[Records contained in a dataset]
* * * * * * *
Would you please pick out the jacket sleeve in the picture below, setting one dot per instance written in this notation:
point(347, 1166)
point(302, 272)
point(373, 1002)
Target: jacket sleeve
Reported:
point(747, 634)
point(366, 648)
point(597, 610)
* * * * * * *
— What you need to do —
Render every record verbatim. Nothing should be left out.

— Written response —
Would you please pick out the jacket sleeve in the picture below, setting one dot per instance written in this notation:
point(347, 1166)
point(302, 272)
point(373, 1002)
Target: jacket sleeve
Reported:
point(747, 634)
point(366, 648)
point(597, 610)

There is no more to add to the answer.